### TASK PROMPT
Pick out every line in the records below that contains the word "leaf" and copy each one in full.

### INPUT ROWS
==================================================

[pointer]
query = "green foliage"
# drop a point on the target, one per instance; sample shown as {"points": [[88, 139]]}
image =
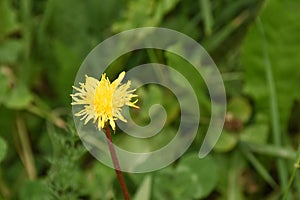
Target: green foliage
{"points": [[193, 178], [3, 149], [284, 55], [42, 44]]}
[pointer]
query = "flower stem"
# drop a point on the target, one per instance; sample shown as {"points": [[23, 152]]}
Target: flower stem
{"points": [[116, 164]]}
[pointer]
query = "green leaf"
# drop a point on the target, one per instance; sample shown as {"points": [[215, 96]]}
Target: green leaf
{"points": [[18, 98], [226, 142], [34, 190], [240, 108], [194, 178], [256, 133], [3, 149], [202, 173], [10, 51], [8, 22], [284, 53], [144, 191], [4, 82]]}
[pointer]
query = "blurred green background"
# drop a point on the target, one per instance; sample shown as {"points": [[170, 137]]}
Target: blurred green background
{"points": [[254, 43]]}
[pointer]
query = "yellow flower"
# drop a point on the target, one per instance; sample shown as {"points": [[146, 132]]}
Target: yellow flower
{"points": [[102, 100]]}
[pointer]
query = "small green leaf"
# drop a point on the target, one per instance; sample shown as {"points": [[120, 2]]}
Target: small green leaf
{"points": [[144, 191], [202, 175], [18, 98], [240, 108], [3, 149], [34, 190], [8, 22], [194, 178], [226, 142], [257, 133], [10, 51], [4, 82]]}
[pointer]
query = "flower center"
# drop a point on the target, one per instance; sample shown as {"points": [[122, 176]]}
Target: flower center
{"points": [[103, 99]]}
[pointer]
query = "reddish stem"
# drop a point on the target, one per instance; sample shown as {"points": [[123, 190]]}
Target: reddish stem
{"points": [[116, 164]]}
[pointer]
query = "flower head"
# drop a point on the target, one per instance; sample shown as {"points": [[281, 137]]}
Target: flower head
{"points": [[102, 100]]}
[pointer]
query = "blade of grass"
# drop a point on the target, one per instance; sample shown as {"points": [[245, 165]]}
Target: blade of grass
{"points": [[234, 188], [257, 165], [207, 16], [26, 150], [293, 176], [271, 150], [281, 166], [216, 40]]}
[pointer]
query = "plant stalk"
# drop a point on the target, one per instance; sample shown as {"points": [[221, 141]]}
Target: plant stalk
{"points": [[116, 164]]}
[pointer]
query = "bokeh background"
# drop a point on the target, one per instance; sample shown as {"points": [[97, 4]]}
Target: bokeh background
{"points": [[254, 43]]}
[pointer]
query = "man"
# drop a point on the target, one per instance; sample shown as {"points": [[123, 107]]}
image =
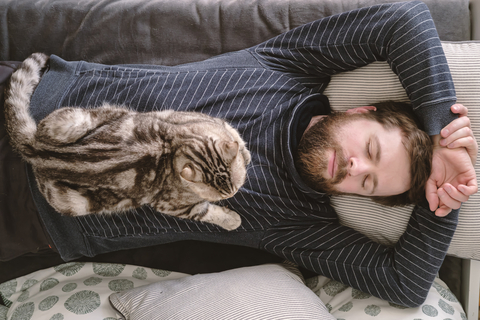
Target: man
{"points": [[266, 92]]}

==================================================

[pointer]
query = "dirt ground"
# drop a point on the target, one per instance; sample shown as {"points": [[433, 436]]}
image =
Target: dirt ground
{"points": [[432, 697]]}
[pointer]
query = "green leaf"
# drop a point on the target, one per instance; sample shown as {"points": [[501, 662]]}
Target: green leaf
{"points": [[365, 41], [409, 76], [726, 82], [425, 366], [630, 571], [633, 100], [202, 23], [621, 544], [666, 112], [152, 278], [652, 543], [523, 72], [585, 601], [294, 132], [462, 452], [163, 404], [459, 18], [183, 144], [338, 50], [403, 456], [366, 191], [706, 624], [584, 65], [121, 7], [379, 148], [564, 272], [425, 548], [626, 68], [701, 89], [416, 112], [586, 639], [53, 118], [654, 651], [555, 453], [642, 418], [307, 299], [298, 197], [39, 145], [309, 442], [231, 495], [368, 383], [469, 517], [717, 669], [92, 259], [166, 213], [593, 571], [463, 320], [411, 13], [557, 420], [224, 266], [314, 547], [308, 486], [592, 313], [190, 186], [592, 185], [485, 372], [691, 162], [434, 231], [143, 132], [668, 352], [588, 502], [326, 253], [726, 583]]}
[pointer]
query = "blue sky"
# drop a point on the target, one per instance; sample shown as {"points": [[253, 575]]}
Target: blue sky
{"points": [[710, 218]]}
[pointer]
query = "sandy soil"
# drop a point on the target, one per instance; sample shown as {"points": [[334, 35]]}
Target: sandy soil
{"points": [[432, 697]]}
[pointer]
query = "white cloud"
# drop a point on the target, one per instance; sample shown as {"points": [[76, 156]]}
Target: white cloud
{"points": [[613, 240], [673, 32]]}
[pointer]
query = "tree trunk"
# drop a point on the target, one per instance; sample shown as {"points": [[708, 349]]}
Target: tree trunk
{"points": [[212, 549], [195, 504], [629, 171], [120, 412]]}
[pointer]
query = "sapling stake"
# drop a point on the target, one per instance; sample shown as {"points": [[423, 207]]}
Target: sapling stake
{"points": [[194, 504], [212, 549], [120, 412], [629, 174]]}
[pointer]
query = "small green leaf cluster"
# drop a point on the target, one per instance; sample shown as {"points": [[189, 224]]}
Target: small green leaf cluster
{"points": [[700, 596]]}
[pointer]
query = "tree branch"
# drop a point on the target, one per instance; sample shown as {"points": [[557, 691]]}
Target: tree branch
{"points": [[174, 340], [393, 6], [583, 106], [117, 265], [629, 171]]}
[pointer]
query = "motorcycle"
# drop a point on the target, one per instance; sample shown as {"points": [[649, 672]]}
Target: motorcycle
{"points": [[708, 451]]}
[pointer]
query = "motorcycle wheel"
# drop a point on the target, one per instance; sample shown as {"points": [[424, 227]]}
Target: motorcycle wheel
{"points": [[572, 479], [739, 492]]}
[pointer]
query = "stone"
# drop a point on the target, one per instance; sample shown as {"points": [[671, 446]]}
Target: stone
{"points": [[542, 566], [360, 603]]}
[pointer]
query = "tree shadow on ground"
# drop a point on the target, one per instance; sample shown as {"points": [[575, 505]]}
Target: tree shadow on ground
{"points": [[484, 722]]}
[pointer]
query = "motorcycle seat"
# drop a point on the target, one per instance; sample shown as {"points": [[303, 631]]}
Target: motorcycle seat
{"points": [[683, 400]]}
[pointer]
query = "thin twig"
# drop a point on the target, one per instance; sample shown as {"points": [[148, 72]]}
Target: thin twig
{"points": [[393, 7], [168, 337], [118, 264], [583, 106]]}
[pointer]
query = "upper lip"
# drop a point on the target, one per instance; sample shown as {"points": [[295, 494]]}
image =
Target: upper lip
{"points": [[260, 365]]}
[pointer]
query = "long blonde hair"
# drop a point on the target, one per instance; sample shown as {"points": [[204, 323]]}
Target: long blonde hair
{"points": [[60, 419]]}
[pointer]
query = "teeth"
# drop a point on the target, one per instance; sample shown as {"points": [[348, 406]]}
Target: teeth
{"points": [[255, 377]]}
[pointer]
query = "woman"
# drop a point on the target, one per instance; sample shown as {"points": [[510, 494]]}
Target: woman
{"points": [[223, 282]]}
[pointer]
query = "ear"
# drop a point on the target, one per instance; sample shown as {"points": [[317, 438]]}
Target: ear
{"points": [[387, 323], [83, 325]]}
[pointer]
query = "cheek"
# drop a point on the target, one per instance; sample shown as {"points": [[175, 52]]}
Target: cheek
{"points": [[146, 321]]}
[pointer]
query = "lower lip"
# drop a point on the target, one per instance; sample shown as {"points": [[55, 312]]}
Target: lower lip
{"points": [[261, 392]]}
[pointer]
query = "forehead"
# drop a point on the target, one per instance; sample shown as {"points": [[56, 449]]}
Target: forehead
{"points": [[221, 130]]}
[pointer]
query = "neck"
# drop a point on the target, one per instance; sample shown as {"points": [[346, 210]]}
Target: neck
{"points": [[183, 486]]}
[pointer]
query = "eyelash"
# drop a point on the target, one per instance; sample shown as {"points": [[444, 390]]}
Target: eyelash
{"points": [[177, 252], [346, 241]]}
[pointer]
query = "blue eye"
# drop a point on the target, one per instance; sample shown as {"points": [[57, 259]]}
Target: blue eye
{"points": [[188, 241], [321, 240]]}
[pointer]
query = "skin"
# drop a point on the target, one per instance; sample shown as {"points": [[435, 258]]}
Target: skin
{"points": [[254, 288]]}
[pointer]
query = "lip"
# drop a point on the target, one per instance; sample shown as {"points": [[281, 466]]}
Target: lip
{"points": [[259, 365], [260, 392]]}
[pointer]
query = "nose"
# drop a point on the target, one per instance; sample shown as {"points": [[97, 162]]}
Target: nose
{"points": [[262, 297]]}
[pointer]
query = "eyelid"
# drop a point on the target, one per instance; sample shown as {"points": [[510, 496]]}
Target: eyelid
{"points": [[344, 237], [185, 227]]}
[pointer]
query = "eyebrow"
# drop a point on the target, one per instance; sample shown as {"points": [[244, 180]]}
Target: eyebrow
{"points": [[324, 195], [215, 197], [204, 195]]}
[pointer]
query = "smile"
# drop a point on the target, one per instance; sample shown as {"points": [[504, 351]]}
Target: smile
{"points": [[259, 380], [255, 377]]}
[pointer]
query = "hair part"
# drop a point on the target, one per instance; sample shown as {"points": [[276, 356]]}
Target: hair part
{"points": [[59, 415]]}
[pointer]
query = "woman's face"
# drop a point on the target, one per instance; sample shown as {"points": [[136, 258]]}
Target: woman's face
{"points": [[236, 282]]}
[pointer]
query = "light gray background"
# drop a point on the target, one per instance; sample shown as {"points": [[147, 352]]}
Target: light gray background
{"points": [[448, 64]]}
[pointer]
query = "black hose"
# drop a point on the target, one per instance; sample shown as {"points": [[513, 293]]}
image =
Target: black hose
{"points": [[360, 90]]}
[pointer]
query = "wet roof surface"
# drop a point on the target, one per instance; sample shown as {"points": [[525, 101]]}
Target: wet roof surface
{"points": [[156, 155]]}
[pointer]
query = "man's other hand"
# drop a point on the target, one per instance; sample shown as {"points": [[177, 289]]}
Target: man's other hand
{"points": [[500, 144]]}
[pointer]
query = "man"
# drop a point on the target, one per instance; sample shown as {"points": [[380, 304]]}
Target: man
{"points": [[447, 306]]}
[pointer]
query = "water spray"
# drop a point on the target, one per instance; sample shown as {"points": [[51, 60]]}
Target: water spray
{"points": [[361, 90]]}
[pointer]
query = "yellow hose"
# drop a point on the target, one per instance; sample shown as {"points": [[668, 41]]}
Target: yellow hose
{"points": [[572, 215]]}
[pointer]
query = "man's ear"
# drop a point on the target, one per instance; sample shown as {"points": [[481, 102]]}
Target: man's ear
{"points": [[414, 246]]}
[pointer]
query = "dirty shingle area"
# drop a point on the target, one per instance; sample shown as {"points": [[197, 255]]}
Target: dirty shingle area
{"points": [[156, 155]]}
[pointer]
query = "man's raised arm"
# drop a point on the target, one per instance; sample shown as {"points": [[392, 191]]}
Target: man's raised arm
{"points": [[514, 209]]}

==================================================

### RESPONSE
query = "green leaf"
Target: green leaf
query = "small green leaf"
Target: small green leaf
query = "green leaf"
Target: green leaf
query = "small green leaf cluster"
Target: small green leaf cluster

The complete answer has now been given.